-- START --

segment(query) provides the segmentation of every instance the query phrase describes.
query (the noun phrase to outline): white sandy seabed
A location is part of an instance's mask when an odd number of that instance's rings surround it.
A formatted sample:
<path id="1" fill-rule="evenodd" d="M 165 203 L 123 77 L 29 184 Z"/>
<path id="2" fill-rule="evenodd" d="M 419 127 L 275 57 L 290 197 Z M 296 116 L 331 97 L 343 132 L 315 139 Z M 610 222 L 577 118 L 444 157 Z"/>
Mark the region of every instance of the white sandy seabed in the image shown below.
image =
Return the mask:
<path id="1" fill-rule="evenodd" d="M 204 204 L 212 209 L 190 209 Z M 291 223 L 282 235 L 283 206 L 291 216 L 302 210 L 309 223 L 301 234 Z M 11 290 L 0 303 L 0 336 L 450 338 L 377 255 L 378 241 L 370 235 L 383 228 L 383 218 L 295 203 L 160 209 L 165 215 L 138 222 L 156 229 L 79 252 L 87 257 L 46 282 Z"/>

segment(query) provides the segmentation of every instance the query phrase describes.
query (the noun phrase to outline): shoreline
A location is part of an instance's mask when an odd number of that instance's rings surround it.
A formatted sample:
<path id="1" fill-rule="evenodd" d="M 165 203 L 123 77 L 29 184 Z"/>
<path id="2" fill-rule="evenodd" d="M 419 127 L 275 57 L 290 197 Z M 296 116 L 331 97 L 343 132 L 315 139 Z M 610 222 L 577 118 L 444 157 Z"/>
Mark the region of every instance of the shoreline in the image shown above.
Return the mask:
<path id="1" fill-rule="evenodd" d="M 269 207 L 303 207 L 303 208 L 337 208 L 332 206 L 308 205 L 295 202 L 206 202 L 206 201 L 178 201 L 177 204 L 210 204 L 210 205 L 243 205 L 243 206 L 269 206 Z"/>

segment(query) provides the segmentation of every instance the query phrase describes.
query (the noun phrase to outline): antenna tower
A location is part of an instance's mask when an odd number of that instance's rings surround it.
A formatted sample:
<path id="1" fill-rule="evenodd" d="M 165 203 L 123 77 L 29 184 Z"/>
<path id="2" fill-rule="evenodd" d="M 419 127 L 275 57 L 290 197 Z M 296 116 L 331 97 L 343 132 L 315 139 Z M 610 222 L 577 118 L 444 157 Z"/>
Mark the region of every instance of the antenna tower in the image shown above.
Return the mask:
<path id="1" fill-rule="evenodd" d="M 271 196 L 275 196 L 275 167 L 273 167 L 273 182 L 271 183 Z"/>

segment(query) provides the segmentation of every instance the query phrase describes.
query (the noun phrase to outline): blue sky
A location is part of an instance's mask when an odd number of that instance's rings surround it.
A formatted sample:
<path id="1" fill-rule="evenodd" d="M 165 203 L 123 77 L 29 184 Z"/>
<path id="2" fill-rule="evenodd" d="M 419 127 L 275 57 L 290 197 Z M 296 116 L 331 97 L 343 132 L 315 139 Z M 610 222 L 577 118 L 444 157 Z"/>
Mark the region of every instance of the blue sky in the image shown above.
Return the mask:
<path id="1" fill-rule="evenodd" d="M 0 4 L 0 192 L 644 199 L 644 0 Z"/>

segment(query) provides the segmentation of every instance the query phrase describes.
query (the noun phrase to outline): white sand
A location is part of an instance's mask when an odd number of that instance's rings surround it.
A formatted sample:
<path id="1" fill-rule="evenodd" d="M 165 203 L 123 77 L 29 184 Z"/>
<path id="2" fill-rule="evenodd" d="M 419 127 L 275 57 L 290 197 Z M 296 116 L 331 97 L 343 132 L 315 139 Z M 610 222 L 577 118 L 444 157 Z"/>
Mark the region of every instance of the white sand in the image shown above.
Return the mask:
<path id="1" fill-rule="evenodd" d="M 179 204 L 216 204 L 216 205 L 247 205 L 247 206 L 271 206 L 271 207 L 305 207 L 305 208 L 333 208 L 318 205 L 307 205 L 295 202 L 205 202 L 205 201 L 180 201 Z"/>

-- END --
-- START --

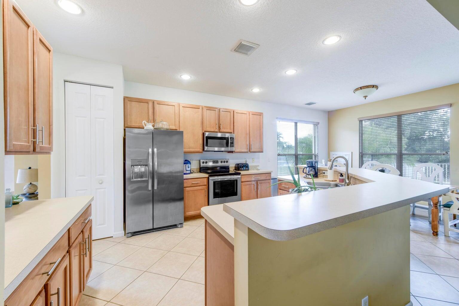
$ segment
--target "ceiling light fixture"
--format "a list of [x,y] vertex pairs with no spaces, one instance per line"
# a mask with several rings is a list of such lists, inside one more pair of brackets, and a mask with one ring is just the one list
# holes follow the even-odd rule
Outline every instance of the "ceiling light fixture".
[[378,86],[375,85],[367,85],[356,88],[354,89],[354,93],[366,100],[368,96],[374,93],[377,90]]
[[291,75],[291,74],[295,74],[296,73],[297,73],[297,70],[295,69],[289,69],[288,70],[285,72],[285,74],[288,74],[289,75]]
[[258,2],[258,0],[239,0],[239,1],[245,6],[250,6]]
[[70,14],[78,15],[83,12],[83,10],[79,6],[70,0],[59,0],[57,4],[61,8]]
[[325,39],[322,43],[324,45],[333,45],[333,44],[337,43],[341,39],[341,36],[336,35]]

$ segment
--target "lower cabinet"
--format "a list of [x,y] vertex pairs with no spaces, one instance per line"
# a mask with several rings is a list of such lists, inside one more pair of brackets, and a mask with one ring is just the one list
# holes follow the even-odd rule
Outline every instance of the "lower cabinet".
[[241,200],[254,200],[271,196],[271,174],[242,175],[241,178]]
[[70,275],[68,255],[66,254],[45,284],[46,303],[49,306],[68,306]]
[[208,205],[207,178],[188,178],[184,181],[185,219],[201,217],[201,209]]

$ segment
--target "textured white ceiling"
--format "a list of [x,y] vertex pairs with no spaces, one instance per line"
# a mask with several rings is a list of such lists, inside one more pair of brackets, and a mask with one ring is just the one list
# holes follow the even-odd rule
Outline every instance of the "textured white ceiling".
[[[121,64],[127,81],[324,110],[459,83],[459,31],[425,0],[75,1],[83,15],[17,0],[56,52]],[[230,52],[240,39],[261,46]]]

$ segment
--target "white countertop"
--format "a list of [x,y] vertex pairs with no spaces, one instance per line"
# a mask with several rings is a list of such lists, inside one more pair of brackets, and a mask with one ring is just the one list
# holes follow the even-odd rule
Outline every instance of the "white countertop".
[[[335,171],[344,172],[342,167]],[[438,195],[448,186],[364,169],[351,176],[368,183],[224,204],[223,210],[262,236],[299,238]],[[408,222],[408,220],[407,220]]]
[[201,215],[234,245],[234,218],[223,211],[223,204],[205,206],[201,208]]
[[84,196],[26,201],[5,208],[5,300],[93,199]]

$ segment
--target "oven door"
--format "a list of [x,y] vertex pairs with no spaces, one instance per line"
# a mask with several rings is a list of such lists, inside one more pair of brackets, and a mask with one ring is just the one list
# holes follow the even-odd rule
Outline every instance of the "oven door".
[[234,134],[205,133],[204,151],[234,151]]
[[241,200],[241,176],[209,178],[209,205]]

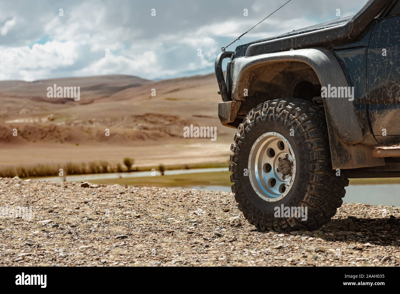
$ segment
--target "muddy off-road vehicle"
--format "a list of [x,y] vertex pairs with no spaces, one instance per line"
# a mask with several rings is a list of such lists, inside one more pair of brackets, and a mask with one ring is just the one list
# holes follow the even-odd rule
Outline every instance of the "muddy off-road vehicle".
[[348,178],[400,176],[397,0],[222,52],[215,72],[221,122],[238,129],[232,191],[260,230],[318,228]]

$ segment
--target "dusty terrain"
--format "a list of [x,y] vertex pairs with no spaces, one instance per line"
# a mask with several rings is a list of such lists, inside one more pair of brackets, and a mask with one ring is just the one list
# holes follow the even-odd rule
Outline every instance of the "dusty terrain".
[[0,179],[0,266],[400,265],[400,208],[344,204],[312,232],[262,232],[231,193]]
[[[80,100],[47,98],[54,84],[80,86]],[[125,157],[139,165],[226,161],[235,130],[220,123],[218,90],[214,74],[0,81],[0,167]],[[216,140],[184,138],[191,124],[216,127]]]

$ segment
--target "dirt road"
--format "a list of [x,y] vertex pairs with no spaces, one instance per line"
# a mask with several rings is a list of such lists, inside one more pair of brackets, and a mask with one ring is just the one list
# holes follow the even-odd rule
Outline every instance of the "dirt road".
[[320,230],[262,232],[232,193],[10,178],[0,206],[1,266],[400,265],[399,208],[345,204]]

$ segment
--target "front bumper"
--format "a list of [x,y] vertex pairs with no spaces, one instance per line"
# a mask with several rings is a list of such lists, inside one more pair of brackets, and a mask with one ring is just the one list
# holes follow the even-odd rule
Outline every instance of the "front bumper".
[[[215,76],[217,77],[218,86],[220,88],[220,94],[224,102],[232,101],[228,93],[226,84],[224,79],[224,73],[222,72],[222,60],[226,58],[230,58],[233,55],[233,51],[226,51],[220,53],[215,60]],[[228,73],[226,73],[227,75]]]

-- END --
-- START --

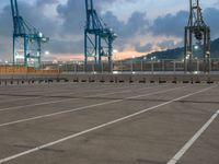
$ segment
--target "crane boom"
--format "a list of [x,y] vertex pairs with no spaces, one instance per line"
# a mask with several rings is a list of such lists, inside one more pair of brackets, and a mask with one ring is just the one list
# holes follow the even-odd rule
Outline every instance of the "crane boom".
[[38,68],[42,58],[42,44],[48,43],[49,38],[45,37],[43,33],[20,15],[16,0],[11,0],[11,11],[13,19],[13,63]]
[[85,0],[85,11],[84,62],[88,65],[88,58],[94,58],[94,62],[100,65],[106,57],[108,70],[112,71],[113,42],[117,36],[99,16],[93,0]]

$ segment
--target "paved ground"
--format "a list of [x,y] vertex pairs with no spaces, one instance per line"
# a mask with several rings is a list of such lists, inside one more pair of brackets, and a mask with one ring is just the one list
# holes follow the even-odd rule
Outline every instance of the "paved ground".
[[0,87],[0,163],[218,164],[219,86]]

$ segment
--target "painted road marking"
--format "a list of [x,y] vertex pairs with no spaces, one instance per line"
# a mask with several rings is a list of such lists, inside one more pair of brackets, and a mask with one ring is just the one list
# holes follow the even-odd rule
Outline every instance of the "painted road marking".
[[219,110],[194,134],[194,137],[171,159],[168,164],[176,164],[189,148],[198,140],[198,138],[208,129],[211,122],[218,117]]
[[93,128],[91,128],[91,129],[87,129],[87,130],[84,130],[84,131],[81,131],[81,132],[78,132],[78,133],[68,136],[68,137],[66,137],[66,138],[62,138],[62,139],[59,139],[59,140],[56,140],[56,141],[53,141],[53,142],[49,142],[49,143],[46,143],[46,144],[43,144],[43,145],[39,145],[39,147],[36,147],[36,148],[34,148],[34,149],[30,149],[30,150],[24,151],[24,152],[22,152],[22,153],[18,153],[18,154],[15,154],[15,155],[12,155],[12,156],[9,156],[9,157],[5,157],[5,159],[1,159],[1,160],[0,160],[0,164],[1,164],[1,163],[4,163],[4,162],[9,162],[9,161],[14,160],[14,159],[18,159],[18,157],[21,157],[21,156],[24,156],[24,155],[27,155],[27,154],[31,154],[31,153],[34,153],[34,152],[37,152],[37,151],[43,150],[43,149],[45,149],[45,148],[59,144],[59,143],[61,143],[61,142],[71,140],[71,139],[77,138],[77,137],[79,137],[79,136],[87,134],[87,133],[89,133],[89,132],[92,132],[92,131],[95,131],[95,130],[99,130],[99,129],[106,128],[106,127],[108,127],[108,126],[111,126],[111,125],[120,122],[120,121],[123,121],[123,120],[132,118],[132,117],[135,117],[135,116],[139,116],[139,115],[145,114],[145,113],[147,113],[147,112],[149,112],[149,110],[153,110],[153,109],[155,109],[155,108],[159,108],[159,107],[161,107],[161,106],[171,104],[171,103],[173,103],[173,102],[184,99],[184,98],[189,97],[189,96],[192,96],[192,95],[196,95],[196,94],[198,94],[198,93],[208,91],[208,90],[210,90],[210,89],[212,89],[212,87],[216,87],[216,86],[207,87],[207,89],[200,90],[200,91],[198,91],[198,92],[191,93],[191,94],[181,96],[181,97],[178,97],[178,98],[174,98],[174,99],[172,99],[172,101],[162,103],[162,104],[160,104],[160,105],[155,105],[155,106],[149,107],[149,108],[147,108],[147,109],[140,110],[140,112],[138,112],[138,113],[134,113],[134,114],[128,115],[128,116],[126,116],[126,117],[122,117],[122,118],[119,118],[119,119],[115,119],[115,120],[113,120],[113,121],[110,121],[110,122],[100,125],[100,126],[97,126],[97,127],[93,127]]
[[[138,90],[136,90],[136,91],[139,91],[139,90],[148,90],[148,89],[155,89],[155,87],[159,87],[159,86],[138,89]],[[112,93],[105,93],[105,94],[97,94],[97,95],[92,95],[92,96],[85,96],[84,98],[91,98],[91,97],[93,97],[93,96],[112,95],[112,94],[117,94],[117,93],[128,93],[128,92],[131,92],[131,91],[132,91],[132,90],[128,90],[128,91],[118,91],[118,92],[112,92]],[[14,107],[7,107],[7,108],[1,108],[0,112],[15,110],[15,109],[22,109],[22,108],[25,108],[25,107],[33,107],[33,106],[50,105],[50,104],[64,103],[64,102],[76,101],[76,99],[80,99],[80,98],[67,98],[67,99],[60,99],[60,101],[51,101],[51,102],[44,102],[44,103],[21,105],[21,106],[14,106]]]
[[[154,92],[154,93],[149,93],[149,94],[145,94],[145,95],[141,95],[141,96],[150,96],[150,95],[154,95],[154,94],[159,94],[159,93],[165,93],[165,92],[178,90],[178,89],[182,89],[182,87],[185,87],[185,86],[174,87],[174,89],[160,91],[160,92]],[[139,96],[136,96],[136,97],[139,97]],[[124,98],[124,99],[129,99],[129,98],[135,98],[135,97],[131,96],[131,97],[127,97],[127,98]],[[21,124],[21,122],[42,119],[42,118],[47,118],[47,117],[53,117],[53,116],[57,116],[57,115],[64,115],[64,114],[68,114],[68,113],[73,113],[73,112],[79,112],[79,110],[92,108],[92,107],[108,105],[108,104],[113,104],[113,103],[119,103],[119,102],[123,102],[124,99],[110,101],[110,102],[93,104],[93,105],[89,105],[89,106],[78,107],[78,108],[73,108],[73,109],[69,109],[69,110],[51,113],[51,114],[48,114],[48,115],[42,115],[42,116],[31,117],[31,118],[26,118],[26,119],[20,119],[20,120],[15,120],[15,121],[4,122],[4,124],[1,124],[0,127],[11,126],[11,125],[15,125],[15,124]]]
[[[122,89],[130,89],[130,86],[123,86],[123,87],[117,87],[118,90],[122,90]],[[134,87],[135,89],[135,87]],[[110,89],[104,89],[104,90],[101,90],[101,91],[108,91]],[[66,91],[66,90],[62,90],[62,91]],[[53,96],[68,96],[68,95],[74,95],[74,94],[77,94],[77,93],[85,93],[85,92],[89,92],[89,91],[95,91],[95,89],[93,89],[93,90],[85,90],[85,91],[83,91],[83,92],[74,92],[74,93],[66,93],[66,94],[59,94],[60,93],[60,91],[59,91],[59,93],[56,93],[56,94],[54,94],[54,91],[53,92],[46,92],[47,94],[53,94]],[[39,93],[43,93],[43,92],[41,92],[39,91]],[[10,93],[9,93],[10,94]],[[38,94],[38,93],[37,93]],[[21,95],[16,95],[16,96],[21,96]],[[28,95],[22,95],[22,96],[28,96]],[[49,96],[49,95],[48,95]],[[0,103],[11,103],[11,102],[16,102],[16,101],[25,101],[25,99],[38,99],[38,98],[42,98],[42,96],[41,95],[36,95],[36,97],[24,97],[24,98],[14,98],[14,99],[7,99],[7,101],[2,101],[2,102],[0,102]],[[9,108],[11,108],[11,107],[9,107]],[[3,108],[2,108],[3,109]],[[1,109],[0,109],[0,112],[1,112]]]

-- END --

SET TASK: Count the lines in the rows above that contain the word "fixture", treating uppercase and lowercase letters as different. Reply with the number alone.

THE RESPONSE: 2